EXERCISE TEXT:
· · · · ·

By Anna Wilde Mathews and Peter Loftus 

This article is being republished as part of our daily reproduction of WSJ.com articles that also appeared in the U.S. print edition of The Wall Street Journal (January 17, 2020).

The annual J.P. Morgan health care conference is taking place this week in San Francisco. Here are some of the hot topics under discussion at the four-day event, which wraps up Thursday.

Politics Looms Too Large

Investors are overreacting to political developments, Centene Corp. CEO Michael Neidorff said in a Wednesday interview during the conference, and added that he is "beyond surprised" at how shares of managed-care companies have been moving around due to news related to the presidential campaign.

"There is no rational reason to let a Des Moines Register poll" affect investment decisions in the sector, he said. Mr. Neidorff said the U.S. can't afford a single-payer government health-care system and he doesn't expect one to be enacted.

"Single payers control cost by limiting access," he said. "All we're talking about with Medicare for All is politics, we're not talking about good policy."

Congress Could Act on Drug Prices

The pharmaceutical industry's top U.S. lobbyist sees signs that Congress could agree on legislation to reduce drug costs this year, potentially in May when certain government health funding expires and is up for renewal.

Steve Ubl, president of the Pharmaceutical Research and Manufacturers of America, said there are areas of overlap between certain drug-price bills in the Democratic-controlled House and a bipartisan bill that passed the Senate Finance Committee last year.

"To be honest, we don't love every aspect of every one of these bills, but if Congress wants to act on drug pricing, the contours of an agreement are there," Mr. Ubl said during a panel discussion at the conference on Tuesday. "The real question is whether politics will supersede the discussion."

The trade group, known as PhRMA, opposes provisions of a House bill that gives the federal Medicare program power to negotiate drug prices and cap U.S. prices at a percentage of foreign prices. But PhRMA supports provisions that cap patients' out-of-pocket costs for drugs.

J&J Sees Price Pressure

Johnson & Johnson says it is counting on prescription volume growth rather than price hikes to fuel U.S. sales growth in its pharmaceutical unit.

· · · · ·

GIVEN MATERIAL:
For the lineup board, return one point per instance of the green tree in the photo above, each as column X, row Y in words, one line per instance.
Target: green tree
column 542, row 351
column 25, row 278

· · · · ·

REQUIRED WORK:
Write out the J.P. Morgan conference article word for word, from "By Anna Wilde" up to and including "the presidential campaign.".

REPLY:
By Anna Wilde Mathews and Peter Loftus 

This article is being republished as part of our daily reproduction of WSJ.com articles that also appeared in the U.S. print edition of The Wall Street Journal (January 17, 2020).

The annual J.P. Morgan health care conference is taking place this week in San Francisco. Here are some of the hot topics under discussion at the four-day event, which wraps up Thursday.

Politics Looms Too Large

Investors are overreacting to political developments, Centene Corp. CEO Michael Neidorff said in a Wednesday interview during the conference, and added that he is "beyond surprised" at how shares of managed-care companies have been moving around due to news related to the presidential campaign.